---------- Trecho extraído

EMENTA: Apelação cível. Ação de Reintegração de posse. Legitimidade ativa. Composse pro indiviso. Cessão de direitos. Terceiros. Recurso Improvido. É parte legítima para propor ação possessória de reintegração, aquele que comprova situação de posse sobre o imóvel, decorrente de cessão de direitos, a despeito de subsistir situação de indivisibilidade sobre o bem, nos termos do art. 926 do Código de Processo Civil. Composse pro indiviso comprovada pelos depoimentos e documentos acostados aos autos. Aplicação do art. 1.199, do Código Civil e art. 926 do Código de Processo Civil. Hipótese em que a cessão de direitos outorgada em favor de cessionário, deu-se por escritura pública, restando autorizada a defesa do imóvel contra terceiros (art. 1.199 e 1.314, do Código Civil). Posse exercida por terceiro sem o consenso dos comunheiros, a evidenciar situação de esbulho. Violação ao art. 1.314, Parágrafo único, do Código Civil. Recurso improvido para manter Reintegração.

--------------------
---------- Linhas brutas

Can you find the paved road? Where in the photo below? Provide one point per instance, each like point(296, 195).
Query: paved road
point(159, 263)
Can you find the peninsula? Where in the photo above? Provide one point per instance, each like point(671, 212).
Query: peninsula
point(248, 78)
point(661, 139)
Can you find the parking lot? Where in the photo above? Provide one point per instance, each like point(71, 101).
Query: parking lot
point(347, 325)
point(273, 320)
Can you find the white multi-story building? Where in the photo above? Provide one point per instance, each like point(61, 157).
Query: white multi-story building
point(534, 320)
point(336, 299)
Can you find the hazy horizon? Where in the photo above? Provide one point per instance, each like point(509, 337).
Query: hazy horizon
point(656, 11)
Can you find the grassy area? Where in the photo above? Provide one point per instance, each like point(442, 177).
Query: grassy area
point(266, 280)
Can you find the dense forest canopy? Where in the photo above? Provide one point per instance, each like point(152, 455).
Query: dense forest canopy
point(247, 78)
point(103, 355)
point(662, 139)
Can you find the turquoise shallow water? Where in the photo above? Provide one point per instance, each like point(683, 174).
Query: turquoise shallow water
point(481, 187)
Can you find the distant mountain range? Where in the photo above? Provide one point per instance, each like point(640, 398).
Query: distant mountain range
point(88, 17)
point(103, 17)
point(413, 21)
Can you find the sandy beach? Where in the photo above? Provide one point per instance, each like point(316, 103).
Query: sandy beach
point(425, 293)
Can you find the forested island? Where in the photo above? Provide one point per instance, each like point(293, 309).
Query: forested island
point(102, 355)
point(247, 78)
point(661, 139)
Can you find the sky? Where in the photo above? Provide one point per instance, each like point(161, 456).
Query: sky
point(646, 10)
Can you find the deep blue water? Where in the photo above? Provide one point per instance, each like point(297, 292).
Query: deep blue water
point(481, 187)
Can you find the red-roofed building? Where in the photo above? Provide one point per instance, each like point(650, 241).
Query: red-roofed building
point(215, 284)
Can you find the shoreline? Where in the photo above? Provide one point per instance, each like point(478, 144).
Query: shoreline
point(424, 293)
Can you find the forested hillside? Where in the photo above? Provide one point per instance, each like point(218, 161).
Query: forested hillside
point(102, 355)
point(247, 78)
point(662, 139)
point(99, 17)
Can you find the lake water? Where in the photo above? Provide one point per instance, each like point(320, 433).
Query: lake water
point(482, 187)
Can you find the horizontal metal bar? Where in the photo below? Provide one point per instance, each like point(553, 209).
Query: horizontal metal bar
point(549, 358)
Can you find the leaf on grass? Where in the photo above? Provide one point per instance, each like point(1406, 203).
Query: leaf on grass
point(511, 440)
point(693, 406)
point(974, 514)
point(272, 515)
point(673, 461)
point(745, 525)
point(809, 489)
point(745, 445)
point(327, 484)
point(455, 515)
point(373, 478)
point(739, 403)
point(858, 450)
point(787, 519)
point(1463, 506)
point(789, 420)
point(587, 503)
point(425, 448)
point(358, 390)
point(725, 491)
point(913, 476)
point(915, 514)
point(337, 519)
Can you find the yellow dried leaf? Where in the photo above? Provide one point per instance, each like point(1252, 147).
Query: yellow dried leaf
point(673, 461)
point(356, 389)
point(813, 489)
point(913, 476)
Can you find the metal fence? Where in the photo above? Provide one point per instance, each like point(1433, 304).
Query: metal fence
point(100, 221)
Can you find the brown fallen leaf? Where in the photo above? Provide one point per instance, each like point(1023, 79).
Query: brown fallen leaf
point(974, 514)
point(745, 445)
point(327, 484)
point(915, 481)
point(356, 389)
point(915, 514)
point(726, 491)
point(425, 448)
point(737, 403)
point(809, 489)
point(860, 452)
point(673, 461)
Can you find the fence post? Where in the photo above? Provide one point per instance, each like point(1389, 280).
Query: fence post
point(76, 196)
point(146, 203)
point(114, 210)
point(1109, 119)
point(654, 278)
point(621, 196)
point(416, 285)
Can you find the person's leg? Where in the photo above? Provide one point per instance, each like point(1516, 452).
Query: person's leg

--------------------

Problema proposto 1.
Responda, com base na ementa sobre a ação de reintegração de posse, às perguntas abaixo:
(a) Por que meio se deu a cessão de direitos em favor do cessionário?
(b) Por quais elementos a composse pro indiviso foi comprovada?
(c) Qual dispositivo do Código Civil a ementa aponta como violado?
Problema proposto 2.
Indique se cada afirmação abaixo está de acordo com a ementa sobre a ação de reintegração de posse, respondendo sim ou não e citando as palavras da ementa que decidem a questão.
(a) A indivisibilidade do bem impede quem tem posse decorrente de cessão de direitos de propor a ação de reintegração.
(b) O terceiro exercia a posse sem o consenso dos comunheiros.
(c) O recurso foi provido para reformar a reintegração.
Problema proposto 3.
Prossiga com a ementa sobre a ação de reintegração de posse a partir do ponto em que ela termina.

Resposta do exercício 1.
(a) Por escritura pública.
(b) Pelos depoimentos e documentos acostados aos autos.
(c) O art. 1.314, parágrafo único, do Código Civil.

Resposta do exercício 2.
(a) Não: "a despeito de subsistir situação de indivisibilidade sobre o bem".
(b) Sim: "Posse exercida por terceiro sem o consenso dos comunheiros".
(c) Não: "Recurso improvido para manter Reintegração."

Resposta do exercício 3.
ACÓRDÃO
Vistos, relatados e discutidos estes autos de Apelação Cível, que figuram os acima enunciados, ACORDAM os Senhores Desembargadores da Terceira Câmara Cível do Tribunal de Justiça do Estado do Maranhão, por votação unânime, e de acordo com parecer do Ministério Público, em negar provimento ao recurso, nos termos do voto do Desembargador Relator.
Votaram os Senhores Desembargadores José Stélio Nunes Muniz, Cleones Carvalho Cunha e Anildes de Jesus Bernardes Chaves Cruz.
Presidiu o julgamento o Desembargador José Stélio Nunes Muniz.
Presente pela Procuradoria Geral de Justiça a Dra. Themis Maria Pacheco de Carvalho.
São Luís, 16 de agosto de 2010.
Des. José Stélio Nunes Muniz
Presidente e Relator
NÚMERO ÚNICO 0014225-26.2010.8.10.0000
APELAÇÃO CÍVEL Nº 020592/2010 – São João Batista
RELATÓRIO
Cuida-se de Apelação Cível interposta contra sentença proferida pelo Meritíssimo Juiz da Comarca de São João Batista que, nos autos de ação de reintegração de posse, julgou procedente o pedido para determinar a restituição do imóvel “Ilha Duas Irmãs”, sem prejuízo da apuração, em execução de sentença, de eventuais perdas e danos; fixando, ainda, multa diária pelo descumprimento do preceito no valor de R$ 1.000,00 (um mil reais).
Irresignado alega o apelante que não restou comprovada a posse pela apelada, sendo, esta, parte ilegítima para a causa.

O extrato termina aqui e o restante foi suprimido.